■ **Source extract**:
==*==
Rudd says sorry to Windrush immigrants
● Home Secretary calls her own department’s actions ‘appalling’
Home Secretary Amber Rudd has been forced to apologise after the government admitted it may have wrongly deported people from the socalled Windrush generation who have lived in the UK legally for decades.
Ms Rudd told the House of Commons she was sorry for the “appalling” way her department had treated British subjects who came to the UK in the 1940s, 50s and 60s, predominantly from the Caribbean.
Several cases have emerged of Windrush immigrants and their British-born children being denied medical care, losing jobs or being threatened with deportation after being unable to prove they have a right to live in the UK.
Paulette Wilson, a 61-yearold cook who worked in the kitchens at the House of Commons, was held at Yarl’s Wood immigration centre for a week in October and was only saved from deportation after her MP intervened.
In an urgent question to the Home Secretary in the Commons, Labour MP David Lammy said it was a “national day of shame”.
Named after the vessel that brought the first group of immigrants from the Caribbean to rebuilt post-war Britain in 1948, many of the Windrush generation arrived believing their rights were guaranteed for life and never applied for a passport or other documentation confirming their residency rights.
Facing embarrassment on the eve of a Commonwealth summit in London, Downing Street was forced into a U-turn, promising Theresa May would meet representatives of Caribbean nations today to hear their concerns. A request for a meeting was reportedly refused at the weekend, although Downing Street said the Prime Minister had not been made aware of the approach.
Number 10 said Mrs May wanted to make sure that “noone with the right to be here will be made to leave”.
Amid growing concern about the government’s “hostile environment” strategy to counter illegal immigration, Ms Rudd revealed she was “concerned that the Home Office has become too concerned with policy and strategy and sometimes lose sight of the individual”. The Home Secretary announced the creation of a new taskforce in the Home Office to speed up the regularisation of the immigration status of people who arrived in the UK as long ago as the 1940s.
“This is about individuals and we have seen the individual stories and they have been, some of them, terrible to hear and that is why I have acted,” Ms Rudd said.
Communities Secretary Sajid Javid had said he was “deeply concerned” at the treatment of people who were “long-standing pillars of our community”. Scottish Conservative leader Ruth Davidson also posted on Twitter backing calls for action.
After immigration minister Caroline Nokes said some individuals may already have been deported in error, Ms Rudd told MPS she was not aware of “any specific cases”.
A 2014 report by the Legal Action Group charity suggested the number of longterm legal immigrants affected could run into the “low 10,000s”.
Legislation introduced in 2006 requires employers to check the immigration status of applicants, while a 2014 law requires similar checks to access NHS services and to rent accommodation.
==*==
■ **What is needed**:
In the news report on the Windrush apology, why did many of the Windrush generation never apply for a passport or other documentation confirming their residency rights? Answer in one to three sentences.

■ **Data to examine**:
==*==
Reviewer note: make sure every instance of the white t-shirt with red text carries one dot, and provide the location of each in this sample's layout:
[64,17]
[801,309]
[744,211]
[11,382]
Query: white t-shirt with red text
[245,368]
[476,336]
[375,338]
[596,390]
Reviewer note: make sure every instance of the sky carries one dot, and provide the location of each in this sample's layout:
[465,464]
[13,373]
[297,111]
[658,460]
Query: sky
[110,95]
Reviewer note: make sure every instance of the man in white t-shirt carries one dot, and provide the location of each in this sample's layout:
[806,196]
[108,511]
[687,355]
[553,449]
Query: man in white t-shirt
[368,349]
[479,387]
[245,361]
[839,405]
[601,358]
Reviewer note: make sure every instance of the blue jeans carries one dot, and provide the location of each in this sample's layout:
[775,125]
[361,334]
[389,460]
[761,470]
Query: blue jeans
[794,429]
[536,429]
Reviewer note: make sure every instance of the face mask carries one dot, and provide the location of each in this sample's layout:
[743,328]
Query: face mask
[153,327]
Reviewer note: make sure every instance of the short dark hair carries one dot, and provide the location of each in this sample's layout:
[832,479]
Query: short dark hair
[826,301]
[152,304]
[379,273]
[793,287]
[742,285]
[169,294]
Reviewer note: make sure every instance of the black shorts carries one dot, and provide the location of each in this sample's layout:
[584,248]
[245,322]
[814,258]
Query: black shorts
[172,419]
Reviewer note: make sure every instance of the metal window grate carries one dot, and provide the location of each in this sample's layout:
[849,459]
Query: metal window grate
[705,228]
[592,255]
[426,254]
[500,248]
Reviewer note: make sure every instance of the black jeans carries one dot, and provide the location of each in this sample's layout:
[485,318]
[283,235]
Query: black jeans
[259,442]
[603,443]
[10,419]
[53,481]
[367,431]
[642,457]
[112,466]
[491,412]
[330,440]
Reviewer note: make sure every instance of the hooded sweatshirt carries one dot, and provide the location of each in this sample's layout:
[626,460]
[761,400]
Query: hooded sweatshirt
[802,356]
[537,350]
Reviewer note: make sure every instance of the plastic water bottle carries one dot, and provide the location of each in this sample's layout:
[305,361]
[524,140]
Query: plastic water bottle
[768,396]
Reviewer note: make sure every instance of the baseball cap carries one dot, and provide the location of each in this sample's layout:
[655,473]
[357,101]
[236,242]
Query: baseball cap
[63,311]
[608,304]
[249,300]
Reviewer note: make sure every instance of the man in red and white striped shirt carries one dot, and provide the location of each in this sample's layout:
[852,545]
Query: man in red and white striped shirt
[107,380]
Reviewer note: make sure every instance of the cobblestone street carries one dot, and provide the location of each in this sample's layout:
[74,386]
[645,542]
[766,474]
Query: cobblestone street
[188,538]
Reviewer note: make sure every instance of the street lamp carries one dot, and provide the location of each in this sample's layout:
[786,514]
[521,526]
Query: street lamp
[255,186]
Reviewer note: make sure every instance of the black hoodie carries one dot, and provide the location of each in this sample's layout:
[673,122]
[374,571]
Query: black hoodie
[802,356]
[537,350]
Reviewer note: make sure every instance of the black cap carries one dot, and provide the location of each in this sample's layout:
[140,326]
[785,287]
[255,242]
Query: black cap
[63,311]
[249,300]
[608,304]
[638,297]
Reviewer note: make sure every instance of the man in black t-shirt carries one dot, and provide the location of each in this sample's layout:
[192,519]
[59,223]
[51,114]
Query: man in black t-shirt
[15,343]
==*==
■ **Solution below**:
Many of the Windrush generation arrived believing their rights were guaranteed for life. Because of that belief, they never applied for a passport or other documentation confirming their residency rights.